WORK TO BE COMPLETED: Lay out every line of the records below as a JSON list of strings, one string per line, skipping blank lines. Leave the pictures out.

Records of labeled boxes:

◇ ◇ ◇ ◇ ◇

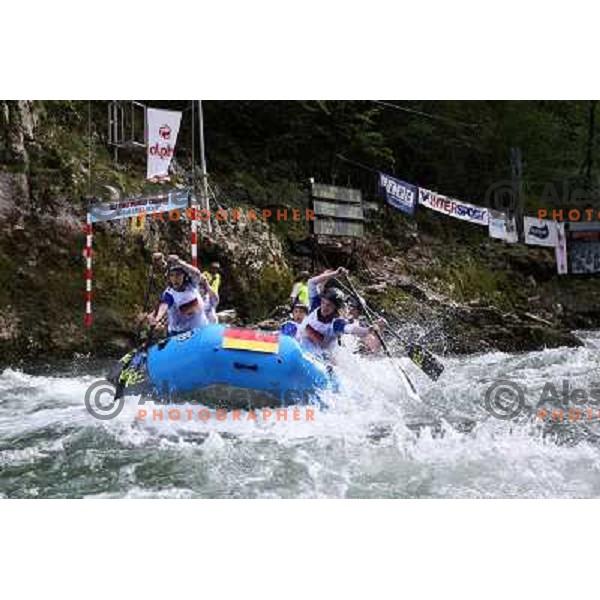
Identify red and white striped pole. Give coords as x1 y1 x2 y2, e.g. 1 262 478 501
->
191 206 198 268
83 213 92 327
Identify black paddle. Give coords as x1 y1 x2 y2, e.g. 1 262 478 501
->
342 275 444 381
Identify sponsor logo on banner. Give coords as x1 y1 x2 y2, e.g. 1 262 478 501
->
419 188 489 226
556 223 569 275
379 173 418 215
89 191 189 223
146 108 181 180
489 210 519 244
523 217 556 248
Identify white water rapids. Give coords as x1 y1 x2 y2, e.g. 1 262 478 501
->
0 332 600 498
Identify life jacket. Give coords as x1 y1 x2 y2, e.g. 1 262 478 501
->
203 271 221 294
163 284 207 334
299 308 346 350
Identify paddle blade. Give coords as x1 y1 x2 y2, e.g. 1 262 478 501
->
407 344 444 381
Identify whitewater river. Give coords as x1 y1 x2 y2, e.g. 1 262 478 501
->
0 333 600 498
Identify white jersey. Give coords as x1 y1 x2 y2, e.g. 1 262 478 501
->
162 283 208 334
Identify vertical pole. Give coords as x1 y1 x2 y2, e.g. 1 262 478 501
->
83 212 92 327
198 100 212 233
190 205 198 267
585 100 596 188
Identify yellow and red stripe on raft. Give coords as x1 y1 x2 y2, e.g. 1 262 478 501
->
222 329 279 354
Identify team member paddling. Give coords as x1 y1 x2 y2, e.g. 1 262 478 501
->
148 254 208 335
299 267 380 354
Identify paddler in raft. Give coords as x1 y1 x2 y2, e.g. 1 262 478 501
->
298 267 385 355
147 254 213 336
280 301 308 341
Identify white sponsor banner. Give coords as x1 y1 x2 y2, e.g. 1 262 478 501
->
146 108 181 179
556 223 569 275
489 210 519 244
419 188 489 226
523 217 556 248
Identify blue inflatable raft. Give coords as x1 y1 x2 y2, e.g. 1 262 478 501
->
146 325 332 409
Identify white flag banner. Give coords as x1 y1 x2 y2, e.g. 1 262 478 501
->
523 217 556 248
146 108 181 180
419 188 489 226
556 223 569 275
489 210 519 244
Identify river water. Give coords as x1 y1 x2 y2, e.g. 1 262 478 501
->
0 332 600 498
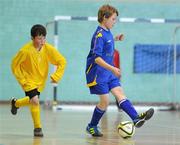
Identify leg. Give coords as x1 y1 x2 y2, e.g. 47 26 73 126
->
11 97 30 115
30 95 43 137
111 86 138 120
111 87 154 127
86 94 109 137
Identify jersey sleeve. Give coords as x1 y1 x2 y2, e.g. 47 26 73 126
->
93 33 104 58
48 45 66 82
11 50 27 85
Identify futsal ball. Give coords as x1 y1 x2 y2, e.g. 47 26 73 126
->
117 121 135 138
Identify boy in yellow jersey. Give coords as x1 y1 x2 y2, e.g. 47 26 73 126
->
11 24 66 137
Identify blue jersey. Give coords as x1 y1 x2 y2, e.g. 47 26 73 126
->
86 26 117 87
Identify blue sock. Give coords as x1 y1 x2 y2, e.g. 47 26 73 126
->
119 99 138 121
89 106 105 126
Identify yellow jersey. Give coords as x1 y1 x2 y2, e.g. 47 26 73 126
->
11 41 66 92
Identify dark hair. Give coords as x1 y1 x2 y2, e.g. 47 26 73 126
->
98 4 119 23
31 24 46 38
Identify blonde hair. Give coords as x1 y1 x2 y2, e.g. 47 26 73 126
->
98 4 119 23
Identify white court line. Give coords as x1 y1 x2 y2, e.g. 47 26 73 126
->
53 105 167 112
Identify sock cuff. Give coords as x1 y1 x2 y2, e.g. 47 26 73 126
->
95 106 106 113
119 99 129 106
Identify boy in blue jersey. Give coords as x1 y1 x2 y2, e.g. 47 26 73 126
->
86 5 154 137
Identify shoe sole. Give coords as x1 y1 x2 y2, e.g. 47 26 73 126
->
135 108 154 128
86 130 103 137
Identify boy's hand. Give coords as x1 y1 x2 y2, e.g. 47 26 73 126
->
114 34 124 41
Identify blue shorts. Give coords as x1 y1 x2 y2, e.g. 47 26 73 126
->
89 79 121 95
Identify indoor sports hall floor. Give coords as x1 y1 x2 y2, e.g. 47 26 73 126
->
0 105 180 145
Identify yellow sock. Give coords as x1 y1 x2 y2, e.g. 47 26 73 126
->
30 104 41 128
15 97 30 107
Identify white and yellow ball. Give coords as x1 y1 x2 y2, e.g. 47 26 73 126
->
117 121 135 138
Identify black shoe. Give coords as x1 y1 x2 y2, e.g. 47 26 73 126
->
86 125 103 137
134 108 154 128
34 128 43 137
11 98 19 115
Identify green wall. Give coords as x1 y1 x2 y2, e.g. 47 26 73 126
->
0 0 180 102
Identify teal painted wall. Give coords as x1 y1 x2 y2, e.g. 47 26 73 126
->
0 0 180 102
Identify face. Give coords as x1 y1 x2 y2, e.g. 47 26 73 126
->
32 35 46 49
103 13 117 29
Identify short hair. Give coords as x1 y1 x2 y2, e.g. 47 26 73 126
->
98 4 119 23
31 24 47 38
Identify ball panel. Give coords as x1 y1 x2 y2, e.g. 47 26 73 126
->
118 121 135 138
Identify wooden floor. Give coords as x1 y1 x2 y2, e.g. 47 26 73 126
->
0 105 180 145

◇ ◇ ◇ ◇ ◇

OUTPUT:
[
  "Identify red and white striped pole. Give coords as x1 y1 x2 y2, e.g. 1 262 478 501",
  "->",
  "191 206 198 268",
  "83 213 92 327",
  "Identify black paddle. Give coords as x1 y1 x2 y2, e.g. 1 262 478 501",
  "->",
  "342 275 444 381",
  "Identify sponsor logo on banner. Give coords as x1 y1 x2 y2, e.g. 1 262 478 501",
  "->",
  "419 188 489 226",
  "556 223 569 275",
  "379 173 418 215",
  "89 191 189 223",
  "146 108 181 180",
  "489 210 519 244",
  "523 217 556 248",
  "Identify white water rapids. Give coords as x1 y1 x2 y2, e.g. 1 262 478 501",
  "->",
  "0 332 600 498",
  "Identify life jacket. Give coords as x1 y1 x2 y2, e.g. 1 262 478 501",
  "->",
  "203 271 221 294",
  "163 284 207 334",
  "299 308 346 350",
  "Identify paddle blade. Give coords as x1 y1 x2 y2, e.g. 1 262 478 501",
  "->",
  "407 344 444 381",
  "Identify whitewater river. Give coords as x1 y1 x2 y2, e.g. 1 262 478 501",
  "->",
  "0 333 600 498",
  "Identify white jersey. Give coords as x1 y1 x2 y2, e.g. 1 262 478 501",
  "->",
  "162 283 208 334",
  "Identify vertical pole. Give coords as x1 y1 x2 y2, e.g. 1 262 478 501",
  "->",
  "83 212 92 327",
  "198 100 212 233",
  "190 205 198 267",
  "585 100 596 188",
  "Identify yellow and red stripe on raft. Give coords as x1 y1 x2 y2, e.g. 1 262 478 501",
  "->",
  "222 329 279 354",
  "Identify team member paddling. Give coords as x1 y1 x2 y2, e.g. 1 262 478 501",
  "->",
  "148 254 208 335",
  "299 267 380 354",
  "Identify paddler in raft. Give coords as x1 y1 x2 y2, e.g. 1 262 478 501",
  "->",
  "298 267 385 355",
  "147 254 213 336",
  "280 301 308 341",
  "Identify white sponsor banner. Give coords as x1 y1 x2 y2, e.g. 1 262 478 501",
  "->",
  "146 108 181 179",
  "556 223 569 275",
  "489 210 519 244",
  "419 188 489 226",
  "523 217 556 248",
  "Identify blue inflatable raft. Give coords as x1 y1 x2 y2, e.g. 1 262 478 501",
  "->",
  "146 325 332 409",
  "Identify white flag banner. Give coords as x1 y1 x2 y2, e.g. 1 262 478 501",
  "->",
  "523 217 556 248",
  "146 108 181 180",
  "419 188 489 226",
  "556 223 569 275",
  "489 210 519 244",
  "Identify river water. Give coords as x1 y1 x2 y2, e.g. 1 262 478 501",
  "->",
  "0 332 600 498",
  "Identify leg. Give coords as x1 y1 x2 y2, e.g. 47 26 73 126",
  "->",
  "11 97 30 115",
  "30 95 43 137",
  "111 86 138 120",
  "111 87 154 127",
  "86 94 109 137",
  "Identify jersey sleeve. Give coords as x1 y1 x2 y2, e.g. 47 26 73 126",
  "->",
  "93 33 104 58",
  "48 45 66 82",
  "11 50 27 85",
  "Identify futsal ball. Give coords as x1 y1 x2 y2, e.g. 47 26 73 126",
  "->",
  "117 121 135 138",
  "Identify boy in yellow jersey. Give coords as x1 y1 x2 y2, e.g. 47 26 73 126",
  "->",
  "11 24 66 137",
  "Identify blue jersey. Give coords as x1 y1 x2 y2, e.g. 47 26 73 126",
  "->",
  "86 26 117 87",
  "Identify blue sock. Give coords as x1 y1 x2 y2, e.g. 47 26 73 126",
  "->",
  "119 99 138 121",
  "89 106 105 126",
  "Identify yellow jersey. Give coords as x1 y1 x2 y2, e.g. 47 26 73 126",
  "->",
  "11 41 66 92",
  "Identify dark hair. Give coords as x1 y1 x2 y2, e.g. 47 26 73 126",
  "->",
  "98 4 119 23",
  "31 24 46 38",
  "Identify blonde hair. Give coords as x1 y1 x2 y2, e.g. 47 26 73 126",
  "->",
  "98 4 119 23",
  "Identify white court line. Give coords as x1 y1 x2 y2, e.g. 47 26 73 126",
  "->",
  "53 105 167 112",
  "Identify sock cuff. Give coords as x1 y1 x2 y2, e.g. 47 26 73 126",
  "->",
  "95 106 106 113",
  "119 99 129 106",
  "Identify boy in blue jersey. Give coords as x1 y1 x2 y2, e.g. 47 26 73 126",
  "->",
  "86 5 154 137",
  "Identify shoe sole. Give coords as x1 y1 x2 y2, e.g. 47 26 73 126",
  "->",
  "135 108 154 128",
  "86 130 103 137",
  "Identify boy's hand. Give coords as x1 y1 x2 y2, e.g. 47 26 73 126",
  "->",
  "114 34 124 41",
  "Identify blue shorts. Give coords as x1 y1 x2 y2, e.g. 47 26 73 126",
  "->",
  "89 79 121 95",
  "Identify indoor sports hall floor. Give coords as x1 y1 x2 y2, e.g. 47 26 73 126",
  "->",
  "0 105 180 145",
  "Identify yellow sock. Give coords as x1 y1 x2 y2, e.g. 47 26 73 126",
  "->",
  "30 104 41 128",
  "15 97 30 107",
  "Identify white and yellow ball. Give coords as x1 y1 x2 y2, e.g. 47 26 73 126",
  "->",
  "117 121 135 138",
  "Identify black shoe. Give coords as x1 y1 x2 y2, e.g. 47 26 73 126",
  "->",
  "86 125 103 137",
  "134 108 154 128",
  "34 128 43 137",
  "11 98 19 115",
  "Identify green wall. Give coords as x1 y1 x2 y2, e.g. 47 26 73 126",
  "->",
  "0 0 180 102",
  "Identify teal painted wall. Give coords as x1 y1 x2 y2, e.g. 47 26 73 126",
  "->",
  "0 0 180 102",
  "Identify face. Give coords as x1 y1 x2 y2, e.g. 47 26 73 126",
  "->",
  "32 35 46 49",
  "103 13 117 29",
  "Identify short hair. Give coords as x1 y1 x2 y2, e.g. 47 26 73 126",
  "->",
  "98 4 119 23",
  "31 24 47 38",
  "Identify ball panel. Give coords as x1 y1 x2 y2, e.g. 47 26 73 126",
  "->",
  "118 121 135 138",
  "Identify wooden floor. Give coords as x1 y1 x2 y2, e.g. 47 26 73 126",
  "->",
  "0 105 180 145"
]